EXERCISE INSTRUCTIONS: Print out each record, keeping it identical to the original.

Saved entries:
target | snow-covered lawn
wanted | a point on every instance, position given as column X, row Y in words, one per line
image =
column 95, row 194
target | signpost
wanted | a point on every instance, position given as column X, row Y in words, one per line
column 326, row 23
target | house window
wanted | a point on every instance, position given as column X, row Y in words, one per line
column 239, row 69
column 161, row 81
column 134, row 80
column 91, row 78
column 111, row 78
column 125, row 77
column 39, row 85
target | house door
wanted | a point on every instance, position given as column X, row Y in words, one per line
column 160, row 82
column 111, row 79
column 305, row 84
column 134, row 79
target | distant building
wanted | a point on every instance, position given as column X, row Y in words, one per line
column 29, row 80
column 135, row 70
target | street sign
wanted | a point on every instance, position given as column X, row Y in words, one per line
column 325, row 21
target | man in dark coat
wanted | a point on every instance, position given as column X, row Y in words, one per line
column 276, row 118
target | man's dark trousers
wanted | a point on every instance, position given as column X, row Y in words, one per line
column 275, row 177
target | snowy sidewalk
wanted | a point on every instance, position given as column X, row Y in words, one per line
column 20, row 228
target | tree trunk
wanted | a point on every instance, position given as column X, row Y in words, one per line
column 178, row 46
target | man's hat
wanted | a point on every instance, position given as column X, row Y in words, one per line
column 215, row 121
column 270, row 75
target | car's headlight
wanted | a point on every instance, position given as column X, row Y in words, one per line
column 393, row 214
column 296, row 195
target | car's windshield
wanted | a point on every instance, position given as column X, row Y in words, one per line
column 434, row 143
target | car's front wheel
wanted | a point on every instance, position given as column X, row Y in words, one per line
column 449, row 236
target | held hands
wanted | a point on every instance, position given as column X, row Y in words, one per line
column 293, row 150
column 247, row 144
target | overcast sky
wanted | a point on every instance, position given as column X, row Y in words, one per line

SOLUTION TO THIS EXERCISE:
target | snow-covered lawn
wanted | a point on every instance, position given as column X, row Y in words, one per line
image =
column 95, row 194
target | signpost
wanted | a point on every instance, position given as column X, row Y in words, one per line
column 326, row 23
target | house window
wanted | a point on every instance, position given as column X, row Y in words, one per line
column 239, row 69
column 161, row 81
column 134, row 80
column 91, row 78
column 111, row 78
column 125, row 77
column 39, row 85
target | house door
wanted | a point on every instance, position given as column X, row Y in words, one per line
column 160, row 82
column 111, row 79
column 305, row 84
column 134, row 79
target | distant building
wanted | a point on every instance, position given as column X, row Y in words, one per line
column 29, row 80
column 135, row 70
target | street sign
wanted | a point on every instance, position given as column X, row Y in words, one per line
column 325, row 21
target | man in dark coat
wanted | a point on every instance, position given as column X, row Y in words, one per line
column 276, row 118
target | man's dark trousers
wanted | a point on every instance, position given as column X, row Y in words, one per line
column 275, row 177
target | snowy sidewalk
wanted | a point on every instance, position given as column X, row Y in words, one per line
column 20, row 228
target | tree trunk
wanted | a point on every instance, position given as column X, row Y in words, one per line
column 178, row 46
target | man's hat
wanted | a point on every instance, position given as column X, row Y in words, one per line
column 215, row 121
column 270, row 75
target | car's headlight
wanted | a point on every instance, position given as column X, row Y in words, one per line
column 393, row 214
column 296, row 195
target | car's windshield
wanted | a point on every instance, position given as column X, row Y in words, one per line
column 434, row 143
target | car's front wheel
wanted | a point on every instance, position given as column X, row Y in words, one per line
column 449, row 236
target | held hands
wanted | a point on every instance, position given as column X, row Y in words, one per line
column 293, row 150
column 247, row 144
target | overcast sky
wanted | a point on every instance, position given as column X, row Y in words, one per line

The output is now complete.